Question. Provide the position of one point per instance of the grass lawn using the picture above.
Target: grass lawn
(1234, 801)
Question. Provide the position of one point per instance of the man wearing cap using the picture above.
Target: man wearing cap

————————

## Aim of the exercise
Convert all of the items above into a numbered list, omitting any blank lines.

## Full solution
1. Question. Provide the position of one point per instance of the grass lawn using the picture above.
2. Target: grass lawn
3. (1234, 801)
4. Question. Provide the position of one point per instance of the man wearing cap using the picture above.
5. Target: man wearing cap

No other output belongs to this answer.